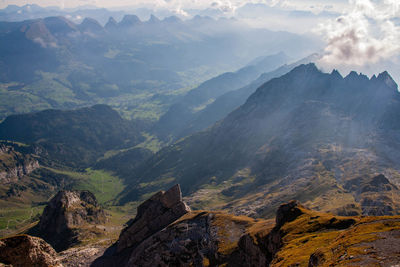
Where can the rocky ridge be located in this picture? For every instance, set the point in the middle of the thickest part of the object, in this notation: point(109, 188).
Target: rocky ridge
point(69, 216)
point(298, 237)
point(24, 250)
point(15, 165)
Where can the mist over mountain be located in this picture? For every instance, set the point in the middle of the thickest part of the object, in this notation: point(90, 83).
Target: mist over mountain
point(75, 137)
point(187, 133)
point(302, 135)
point(139, 67)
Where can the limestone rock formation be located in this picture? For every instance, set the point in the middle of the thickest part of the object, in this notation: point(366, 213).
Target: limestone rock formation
point(153, 215)
point(69, 215)
point(298, 237)
point(24, 250)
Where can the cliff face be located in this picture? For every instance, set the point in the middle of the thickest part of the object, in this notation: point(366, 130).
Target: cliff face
point(26, 250)
point(298, 237)
point(15, 165)
point(69, 215)
point(154, 214)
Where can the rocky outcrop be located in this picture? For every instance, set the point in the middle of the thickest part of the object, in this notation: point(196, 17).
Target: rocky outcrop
point(68, 216)
point(15, 165)
point(153, 215)
point(298, 237)
point(24, 250)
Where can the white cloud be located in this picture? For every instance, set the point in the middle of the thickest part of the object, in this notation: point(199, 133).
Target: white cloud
point(366, 35)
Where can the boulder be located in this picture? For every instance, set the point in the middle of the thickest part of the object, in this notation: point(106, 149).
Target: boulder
point(25, 250)
point(156, 213)
point(67, 216)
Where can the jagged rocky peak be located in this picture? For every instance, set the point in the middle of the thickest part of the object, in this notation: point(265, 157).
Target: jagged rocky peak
point(24, 250)
point(67, 213)
point(387, 79)
point(153, 215)
point(90, 25)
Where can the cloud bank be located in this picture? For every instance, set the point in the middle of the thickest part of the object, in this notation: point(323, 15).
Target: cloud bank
point(368, 34)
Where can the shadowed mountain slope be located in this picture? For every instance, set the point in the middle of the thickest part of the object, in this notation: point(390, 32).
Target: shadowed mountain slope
point(74, 137)
point(303, 135)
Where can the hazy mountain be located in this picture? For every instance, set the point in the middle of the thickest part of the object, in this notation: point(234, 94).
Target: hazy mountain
point(228, 102)
point(56, 63)
point(302, 136)
point(75, 137)
point(176, 119)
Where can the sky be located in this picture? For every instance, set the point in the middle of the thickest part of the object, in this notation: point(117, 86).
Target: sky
point(359, 34)
point(184, 4)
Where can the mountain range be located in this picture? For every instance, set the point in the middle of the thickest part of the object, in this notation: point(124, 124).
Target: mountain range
point(306, 135)
point(139, 67)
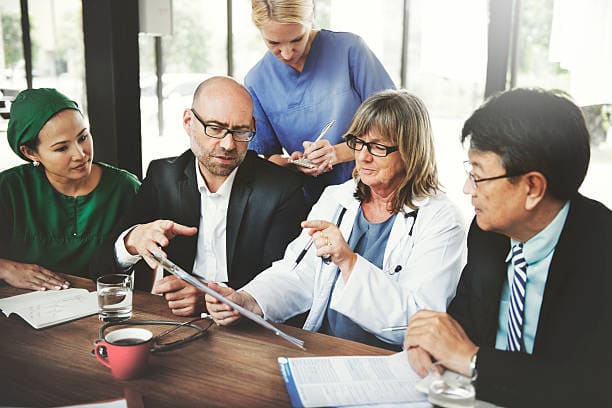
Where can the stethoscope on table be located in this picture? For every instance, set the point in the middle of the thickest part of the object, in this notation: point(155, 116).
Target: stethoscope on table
point(158, 345)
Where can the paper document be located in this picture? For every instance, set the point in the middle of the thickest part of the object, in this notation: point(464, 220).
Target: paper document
point(181, 273)
point(354, 380)
point(47, 308)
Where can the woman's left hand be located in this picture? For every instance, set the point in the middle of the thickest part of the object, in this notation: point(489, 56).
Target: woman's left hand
point(322, 154)
point(329, 241)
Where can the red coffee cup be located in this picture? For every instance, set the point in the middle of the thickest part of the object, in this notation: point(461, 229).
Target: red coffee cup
point(127, 352)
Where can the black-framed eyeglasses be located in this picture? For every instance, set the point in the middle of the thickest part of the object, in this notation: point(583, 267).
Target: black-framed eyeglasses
point(467, 166)
point(375, 149)
point(219, 132)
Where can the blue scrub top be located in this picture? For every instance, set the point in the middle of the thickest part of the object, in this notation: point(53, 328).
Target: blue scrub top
point(290, 107)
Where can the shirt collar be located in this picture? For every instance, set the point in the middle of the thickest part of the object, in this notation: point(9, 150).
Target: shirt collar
point(223, 191)
point(545, 241)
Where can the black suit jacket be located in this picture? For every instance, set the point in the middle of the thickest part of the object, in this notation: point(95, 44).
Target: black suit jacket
point(573, 341)
point(265, 209)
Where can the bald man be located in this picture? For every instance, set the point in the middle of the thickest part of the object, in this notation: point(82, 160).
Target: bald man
point(217, 210)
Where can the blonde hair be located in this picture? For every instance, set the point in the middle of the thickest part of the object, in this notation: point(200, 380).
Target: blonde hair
point(404, 120)
point(282, 11)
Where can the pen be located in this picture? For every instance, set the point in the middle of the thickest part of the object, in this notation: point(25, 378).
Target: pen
point(325, 129)
point(326, 258)
point(395, 328)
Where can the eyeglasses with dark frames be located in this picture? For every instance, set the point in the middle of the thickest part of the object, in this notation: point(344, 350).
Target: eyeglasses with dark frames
point(375, 149)
point(467, 166)
point(219, 132)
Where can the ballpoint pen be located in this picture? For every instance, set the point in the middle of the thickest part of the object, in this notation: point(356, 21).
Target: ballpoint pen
point(326, 258)
point(304, 162)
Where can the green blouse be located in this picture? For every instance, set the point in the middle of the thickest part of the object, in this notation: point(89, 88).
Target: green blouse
point(39, 225)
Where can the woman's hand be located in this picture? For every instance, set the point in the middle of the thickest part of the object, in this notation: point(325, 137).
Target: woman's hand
point(30, 276)
point(320, 153)
point(329, 241)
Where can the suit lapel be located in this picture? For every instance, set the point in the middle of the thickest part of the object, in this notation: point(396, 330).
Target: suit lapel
point(239, 197)
point(189, 199)
point(189, 196)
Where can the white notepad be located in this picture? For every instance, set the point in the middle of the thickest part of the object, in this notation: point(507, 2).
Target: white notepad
point(47, 308)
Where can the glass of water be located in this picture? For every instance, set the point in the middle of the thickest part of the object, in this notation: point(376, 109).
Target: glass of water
point(450, 389)
point(114, 297)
----------
REQUIRED WORK: Arrange the entries as a two-column CSV with the headers "entry" and "answer", one row per entry. Start at the line containing "Where can the mist" and end after the line containing "point(90, 25)". Put each entry's text and its answer in a single quoted field, replacing line breaks with spaces.

OUTPUT OF THE EXERCISE:
entry,answer
"Where can the mist over mountain be located in this picture? For every instance, set the point in the middle of the thickest part of the object, in this notation: point(90, 83). Target: mist over mountain","point(75, 137) point(187, 133) point(302, 135) point(139, 67)"
"Where can the limestone rock formation be located in this picture? For every instance, set the point in the middle of the thickest part of the object, in this notation: point(366, 213). Target: limestone rock formation","point(153, 215) point(69, 215) point(298, 237) point(24, 250)"
"Where can the cliff face be located in this picture? For every instance, set the point in the middle of the thickest part of the object, in this notation: point(366, 130). Target: cliff face","point(26, 250) point(298, 237) point(15, 165) point(69, 215) point(154, 214)"
"Where can the rocky outcrop be located in this picture? For every instance, set the point in the middle of the thickest part of the object, in this notation: point(196, 17). Target: rocky outcrop","point(68, 216) point(15, 165) point(153, 215) point(298, 237) point(24, 250)"
"Where can the white cloud be located in this picture? For every instance, set the point in the middle of the thickest part of the object, in this notation: point(199, 133). Target: white cloud","point(366, 35)"
"Where can the boulder be located in this picture? For every instance, set the point in the middle of the thickest part of the object, in this notation: point(106, 149). Target: boulder","point(25, 250) point(156, 213) point(67, 216)"
"Where can the jagged rocky peak be located in this picture? For every instance, set the point in the middle of the thickest part of the object, in this notation: point(265, 157). Target: jagged rocky peak","point(24, 250) point(67, 213) point(387, 79) point(153, 215) point(90, 25)"